YOUR TASK >> Please pick out and copy every line in the records below that contains the word "green". Case counts.

RECORDS SHOWN >>

● ● ●

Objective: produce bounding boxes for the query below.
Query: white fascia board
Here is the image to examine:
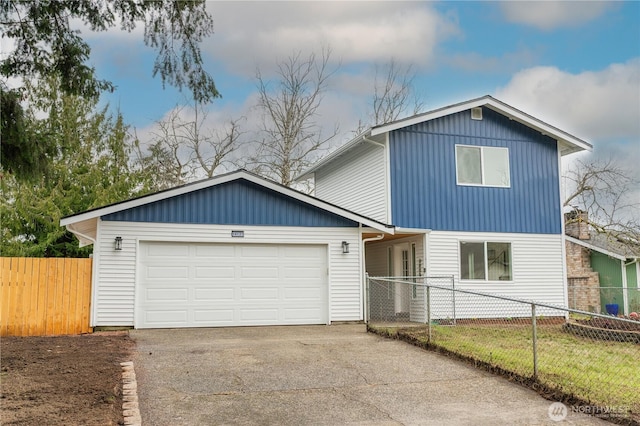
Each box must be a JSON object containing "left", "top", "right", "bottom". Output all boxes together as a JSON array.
[
  {"left": 242, "top": 174, "right": 394, "bottom": 235},
  {"left": 60, "top": 173, "right": 243, "bottom": 226},
  {"left": 371, "top": 96, "right": 593, "bottom": 155},
  {"left": 293, "top": 129, "right": 371, "bottom": 181},
  {"left": 60, "top": 170, "right": 394, "bottom": 234},
  {"left": 564, "top": 235, "right": 627, "bottom": 260},
  {"left": 396, "top": 226, "right": 432, "bottom": 235}
]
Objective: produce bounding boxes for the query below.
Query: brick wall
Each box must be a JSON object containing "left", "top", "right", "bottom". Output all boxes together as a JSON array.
[{"left": 566, "top": 241, "right": 600, "bottom": 312}]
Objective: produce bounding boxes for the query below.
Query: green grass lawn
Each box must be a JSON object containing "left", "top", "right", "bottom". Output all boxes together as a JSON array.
[{"left": 372, "top": 325, "right": 640, "bottom": 417}]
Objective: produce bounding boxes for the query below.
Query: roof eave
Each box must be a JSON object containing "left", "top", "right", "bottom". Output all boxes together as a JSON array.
[
  {"left": 293, "top": 128, "right": 371, "bottom": 181},
  {"left": 60, "top": 170, "right": 395, "bottom": 235},
  {"left": 371, "top": 96, "right": 593, "bottom": 156}
]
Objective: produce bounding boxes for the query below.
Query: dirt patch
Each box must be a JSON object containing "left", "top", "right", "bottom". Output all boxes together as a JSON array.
[{"left": 0, "top": 333, "right": 134, "bottom": 425}]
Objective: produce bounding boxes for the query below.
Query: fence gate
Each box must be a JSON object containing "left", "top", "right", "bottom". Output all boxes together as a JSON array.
[{"left": 0, "top": 257, "right": 92, "bottom": 336}]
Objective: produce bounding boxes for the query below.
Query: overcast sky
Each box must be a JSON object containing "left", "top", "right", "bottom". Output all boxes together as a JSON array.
[{"left": 66, "top": 1, "right": 640, "bottom": 174}]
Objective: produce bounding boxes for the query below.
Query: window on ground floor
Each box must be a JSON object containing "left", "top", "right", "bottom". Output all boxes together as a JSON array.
[{"left": 460, "top": 241, "right": 512, "bottom": 281}]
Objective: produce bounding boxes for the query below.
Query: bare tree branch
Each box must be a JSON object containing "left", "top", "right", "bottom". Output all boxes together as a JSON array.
[
  {"left": 139, "top": 104, "right": 243, "bottom": 189},
  {"left": 250, "top": 49, "right": 338, "bottom": 186},
  {"left": 564, "top": 159, "right": 640, "bottom": 250},
  {"left": 372, "top": 59, "right": 424, "bottom": 125}
]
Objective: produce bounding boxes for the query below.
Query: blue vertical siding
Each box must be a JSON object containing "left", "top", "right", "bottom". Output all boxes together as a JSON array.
[
  {"left": 102, "top": 180, "right": 358, "bottom": 227},
  {"left": 389, "top": 108, "right": 561, "bottom": 234}
]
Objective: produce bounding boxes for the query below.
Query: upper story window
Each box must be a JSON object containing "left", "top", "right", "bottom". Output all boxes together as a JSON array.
[{"left": 456, "top": 145, "right": 511, "bottom": 188}]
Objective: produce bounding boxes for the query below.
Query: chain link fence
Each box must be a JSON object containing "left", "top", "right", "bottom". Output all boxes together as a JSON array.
[
  {"left": 567, "top": 278, "right": 640, "bottom": 315},
  {"left": 366, "top": 277, "right": 640, "bottom": 424}
]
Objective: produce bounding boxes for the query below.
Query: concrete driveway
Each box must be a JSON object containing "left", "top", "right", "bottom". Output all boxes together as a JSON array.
[{"left": 131, "top": 325, "right": 608, "bottom": 425}]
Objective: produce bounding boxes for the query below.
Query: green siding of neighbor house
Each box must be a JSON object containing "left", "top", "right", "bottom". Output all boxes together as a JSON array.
[{"left": 591, "top": 251, "right": 624, "bottom": 313}]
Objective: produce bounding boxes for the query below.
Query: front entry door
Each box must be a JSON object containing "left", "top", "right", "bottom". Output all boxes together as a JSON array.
[{"left": 393, "top": 243, "right": 415, "bottom": 315}]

● ● ●

OUTPUT BELOW >>
Query: green grass lawn
Query: green siding of neighbor house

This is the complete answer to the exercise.